» **WORK REQUIRED**: Could you reproduce every record below exactly as it stands?

» **INPUT DATA**:
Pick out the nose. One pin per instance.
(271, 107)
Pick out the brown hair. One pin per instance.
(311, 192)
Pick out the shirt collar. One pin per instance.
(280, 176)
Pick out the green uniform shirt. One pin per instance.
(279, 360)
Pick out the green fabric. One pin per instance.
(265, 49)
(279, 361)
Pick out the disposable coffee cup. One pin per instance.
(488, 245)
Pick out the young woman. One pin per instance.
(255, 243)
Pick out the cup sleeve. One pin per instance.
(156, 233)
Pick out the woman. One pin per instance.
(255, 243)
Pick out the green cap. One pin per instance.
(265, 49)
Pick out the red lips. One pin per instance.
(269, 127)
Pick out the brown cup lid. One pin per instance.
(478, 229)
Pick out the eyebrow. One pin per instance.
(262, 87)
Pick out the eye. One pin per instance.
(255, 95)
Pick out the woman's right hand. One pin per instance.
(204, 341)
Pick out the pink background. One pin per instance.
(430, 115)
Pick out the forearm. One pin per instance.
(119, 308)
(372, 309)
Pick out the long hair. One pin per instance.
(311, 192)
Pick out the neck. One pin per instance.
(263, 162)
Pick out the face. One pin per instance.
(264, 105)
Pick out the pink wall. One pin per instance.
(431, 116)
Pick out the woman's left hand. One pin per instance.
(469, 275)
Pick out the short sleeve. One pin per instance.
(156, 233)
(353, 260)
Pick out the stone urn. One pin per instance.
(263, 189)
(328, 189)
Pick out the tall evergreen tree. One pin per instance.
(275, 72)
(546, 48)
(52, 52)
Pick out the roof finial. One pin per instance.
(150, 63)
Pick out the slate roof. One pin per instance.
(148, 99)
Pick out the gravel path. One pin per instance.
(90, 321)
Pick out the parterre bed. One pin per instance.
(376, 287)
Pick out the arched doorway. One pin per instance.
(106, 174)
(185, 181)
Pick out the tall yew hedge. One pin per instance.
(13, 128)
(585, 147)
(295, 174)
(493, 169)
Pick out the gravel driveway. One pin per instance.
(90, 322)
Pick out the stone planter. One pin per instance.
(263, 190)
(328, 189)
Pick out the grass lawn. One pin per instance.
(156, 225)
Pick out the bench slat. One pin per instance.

» **EXERCISE ANSWER**:
Pick out the nose. One pin per instance.
(271, 107)
Pick out the brown hair. One pin per instance.
(311, 192)
Pick out the shirt collar. One pin per instance.
(280, 176)
Pick out the green uniform shirt. One pin per instance.
(279, 360)
Pick out the green fabric. One pin per instance.
(265, 49)
(279, 361)
Pick out the disposable coffee cup. One pin per instance.
(488, 245)
Pick out the young woman. One pin per instance.
(255, 243)
Pick out the cup sleeve. One pin per instance.
(156, 233)
Pick out the woman. One pin per instance.
(255, 243)
Pick out the green cap. One pin per instance.
(265, 49)
Pick out the red lips. One pin per instance.
(269, 127)
Pick out the brown cup lid. One pin per instance.
(478, 229)
Pick out the eyebrow. One pin per instance.
(262, 87)
Pick out the eye. One pin per instance.
(255, 95)
Pick out the woman's right hand. One pin per instance.
(204, 341)
Pick out the pink background. One pin per instance.
(430, 115)
Pick out the forearm. One pin per instance.
(119, 308)
(372, 309)
Pick out the long hair. One pin per instance.
(311, 192)
Pick out the neck. One pin per instance.
(263, 162)
Pick out the face. One pin per instance.
(264, 105)
Pick out the pink wall. One pin per instance.
(431, 116)
Pick out the woman's left hand. One pin per instance.
(469, 275)
Pick out the short sleeve. One pin per instance.
(156, 233)
(353, 260)
Pick out the stone urn. One pin per instance.
(263, 189)
(328, 189)
Pick out the tall evergreen tree. One pin per instance.
(275, 72)
(546, 48)
(52, 52)
Pick out the roof finial. One pin per instance.
(150, 63)
Pick out the slate roof. One pin per instance.
(148, 99)
Pick out the gravel path. One pin per instance.
(90, 321)
Pick out the parterre bed. One pin per instance.
(376, 287)
Pick out the arched doorway. One pin per instance.
(106, 174)
(185, 181)
Pick out the tall yew hedge. One pin per instance.
(13, 128)
(585, 147)
(295, 174)
(493, 169)
Pick out the gravel driveway. One pin per instance.
(90, 322)
Pick out the stone planter. One pin per instance.
(263, 190)
(328, 189)
Pick out the grass lawn. One pin per instance.
(156, 225)
Pick out the bench slat. One pin per instance.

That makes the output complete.